PASSAGE CITÉ:
^^^^^^^^
Favre un entraîneur qui ne se laisse pas griser par le succès.
Favre un entraîneur qui ne se laisse pas griser par le succès.
Le Hertha Berlin occupe la tête du classement de Bundesliga après 22 journées. Ne parlez toutefois pas de titre à Lucien Favre. L'ex-entraîneur à succès du FC Zurich préfère évoquer l'immense travail qu'il reste à accomplir.

Son arrivée à Berlin était quasiment passée inaperçue. Le Hertha
venait d'"user" deux entraîneurs et, afin de réduire sa dette,
avait vendu 10 joueurs. Certains médias allemands avaient
d'ailleurs écrit: "Favre, un coach sans équipe". Le Vaudois qui a
mené le FC Zurich à deux titres de champion et à une Coupe était
lucide à l'entame de la saison 2007/2008: "On n'aurait pas
engagé un entraîneur suisse si le Hertha disposait d'une équipe qui
tournait bien"
.



Vingt et un mois plus tard, le Hertha occupe la première place de
la Bundesliga! "Mais le travail à accomplir est immense",
tempère Lucien Favre à l'interview.



"Il a fallu reconstruire à chaque fois"

tsrsport.ch: A votre arrivée à Zurich, vous
avez construit une équipe. Idem au Hertha. Vous avez donc besoin de
temps. Cela n'aurait pas forcément été possible au FC
Sion.




LUCIEN FAVRE: A l'exception d'Echallens (93/94),
qui était une équipe quasiment construite, j'ai repris des équipes
comme Yverdon (96/00) où il a presque fallu tout reprendre de A à
Z. A Servette (00/02) et Zurich (03/07), deux entraîneurs étaient
partis en cours de saison. Cela signifie que lorsque deux
entraîneurs doivent partir, il y a un problème dans l'équipe. Donc
c'est une équipe qu'il faut reconstruire.



tsrsport.ch: Est-ce à dire que vous préférez
reprendre une équipe à bâtir?




LUCIEN FAVRE: Non, pas du tout. Ce sont les
circonstances qui ont voulu que je sois dans de tels clubs. A mon
arrivée à Zurich, ce n'était pas possible d'avoir du succès avec le
contingent à disposition. Le Hertha s'était de son côté séparé de
deux entraîneurs la saison avant mon arrivée. L'équipe avait fini
16e sur l'ensemble du 2e tour. Il a fallu reconstruire à chaque
fois. Ce n'est pas facile mais très intéressant. Peut-être qu'un
jour on me donnera clé en mains une équipe qui finit régulièrement
3e-4e et qui peut lutter pour le titre (rires).

"Progresser ne serait-ce que petit à petit"

tsrsport.ch:

Mis à
part la passion et beaucoup de travail, quel est votre secret pour
arriver là où vous en êtes aujourd'hui? Vous êtes un acharné du
boulot..
.



LUCIEN FAVRE:

Comme beaucoup d'entraîneur,
j'imagine. C'est normal. Il n'y a pas de secret. J'essaie d'avoir
une bonne planification, organisation pour pouvoir être efficace
dans mon travail. Je fais tout mon possible afin de progresser, ne
serait-ce que petit à petit. De semaine en semaine, de mois en
mois.
^^^^^^^^
EXTRAIT DE DONNÉES:
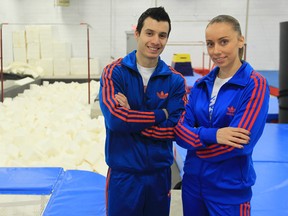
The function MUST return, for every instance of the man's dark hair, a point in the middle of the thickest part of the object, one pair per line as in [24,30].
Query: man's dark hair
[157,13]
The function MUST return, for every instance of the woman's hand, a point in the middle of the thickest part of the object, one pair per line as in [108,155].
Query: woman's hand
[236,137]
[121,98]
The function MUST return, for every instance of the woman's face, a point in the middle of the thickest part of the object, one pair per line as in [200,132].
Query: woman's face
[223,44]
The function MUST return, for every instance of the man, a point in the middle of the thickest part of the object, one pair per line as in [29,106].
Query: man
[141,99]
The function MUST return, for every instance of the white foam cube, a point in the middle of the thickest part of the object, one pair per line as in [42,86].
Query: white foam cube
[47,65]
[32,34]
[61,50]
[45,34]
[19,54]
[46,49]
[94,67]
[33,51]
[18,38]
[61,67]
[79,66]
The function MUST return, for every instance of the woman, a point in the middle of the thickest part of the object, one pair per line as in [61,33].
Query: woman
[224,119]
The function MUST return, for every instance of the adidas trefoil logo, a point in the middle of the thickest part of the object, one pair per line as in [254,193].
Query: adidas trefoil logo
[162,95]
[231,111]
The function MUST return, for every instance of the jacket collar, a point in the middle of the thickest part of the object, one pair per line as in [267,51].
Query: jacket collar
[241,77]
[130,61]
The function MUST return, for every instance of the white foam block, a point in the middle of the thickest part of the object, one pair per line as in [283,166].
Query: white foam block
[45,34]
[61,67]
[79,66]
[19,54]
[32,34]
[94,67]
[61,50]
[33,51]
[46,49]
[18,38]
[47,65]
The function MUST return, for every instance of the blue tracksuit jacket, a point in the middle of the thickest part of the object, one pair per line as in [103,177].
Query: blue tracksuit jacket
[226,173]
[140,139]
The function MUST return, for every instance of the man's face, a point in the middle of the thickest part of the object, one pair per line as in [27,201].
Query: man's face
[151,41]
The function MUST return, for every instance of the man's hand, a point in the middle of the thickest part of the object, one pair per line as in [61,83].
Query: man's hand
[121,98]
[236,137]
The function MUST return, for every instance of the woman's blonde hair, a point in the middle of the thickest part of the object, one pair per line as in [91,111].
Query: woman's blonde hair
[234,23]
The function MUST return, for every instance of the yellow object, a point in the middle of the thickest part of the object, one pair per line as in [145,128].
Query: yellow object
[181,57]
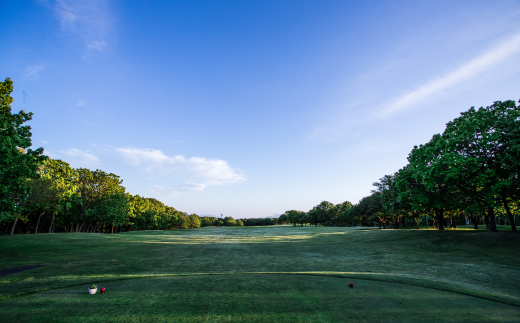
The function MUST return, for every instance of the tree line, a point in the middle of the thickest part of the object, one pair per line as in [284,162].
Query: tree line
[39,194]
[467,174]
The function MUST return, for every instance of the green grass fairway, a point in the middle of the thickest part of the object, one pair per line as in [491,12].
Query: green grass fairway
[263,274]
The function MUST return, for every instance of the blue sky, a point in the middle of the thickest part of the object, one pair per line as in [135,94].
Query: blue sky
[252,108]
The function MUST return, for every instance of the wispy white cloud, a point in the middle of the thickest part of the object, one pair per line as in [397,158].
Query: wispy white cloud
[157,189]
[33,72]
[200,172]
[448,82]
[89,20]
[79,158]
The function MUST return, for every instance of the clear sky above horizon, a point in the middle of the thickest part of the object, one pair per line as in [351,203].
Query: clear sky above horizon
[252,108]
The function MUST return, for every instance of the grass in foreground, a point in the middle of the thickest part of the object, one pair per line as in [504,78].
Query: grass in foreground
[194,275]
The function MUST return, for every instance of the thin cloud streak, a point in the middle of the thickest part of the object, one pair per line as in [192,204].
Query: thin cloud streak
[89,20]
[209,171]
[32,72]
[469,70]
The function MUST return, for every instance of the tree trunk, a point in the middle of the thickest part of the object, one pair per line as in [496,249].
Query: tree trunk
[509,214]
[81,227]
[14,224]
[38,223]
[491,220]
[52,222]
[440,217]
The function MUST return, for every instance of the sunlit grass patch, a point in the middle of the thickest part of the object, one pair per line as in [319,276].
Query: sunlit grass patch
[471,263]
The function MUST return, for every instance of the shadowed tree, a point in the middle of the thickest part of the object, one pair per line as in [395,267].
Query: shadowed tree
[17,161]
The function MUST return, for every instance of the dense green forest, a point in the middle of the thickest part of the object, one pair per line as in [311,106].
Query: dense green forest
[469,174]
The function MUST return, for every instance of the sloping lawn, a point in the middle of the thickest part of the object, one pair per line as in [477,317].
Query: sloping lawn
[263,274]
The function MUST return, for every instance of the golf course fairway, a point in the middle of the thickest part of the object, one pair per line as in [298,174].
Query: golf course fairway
^^^^^^^^
CONSIGNE:
Selon l'entretien avec Lucien Favre, combien de joueurs le Hertha avait-il vendus pour réduire sa dette avant l'arrivée de l'entraîneur ? La liste n'a aucun rôle dans ce travail.

RÉPONSE ATTENDUE:
Le Hertha avait vendu 10 joueurs.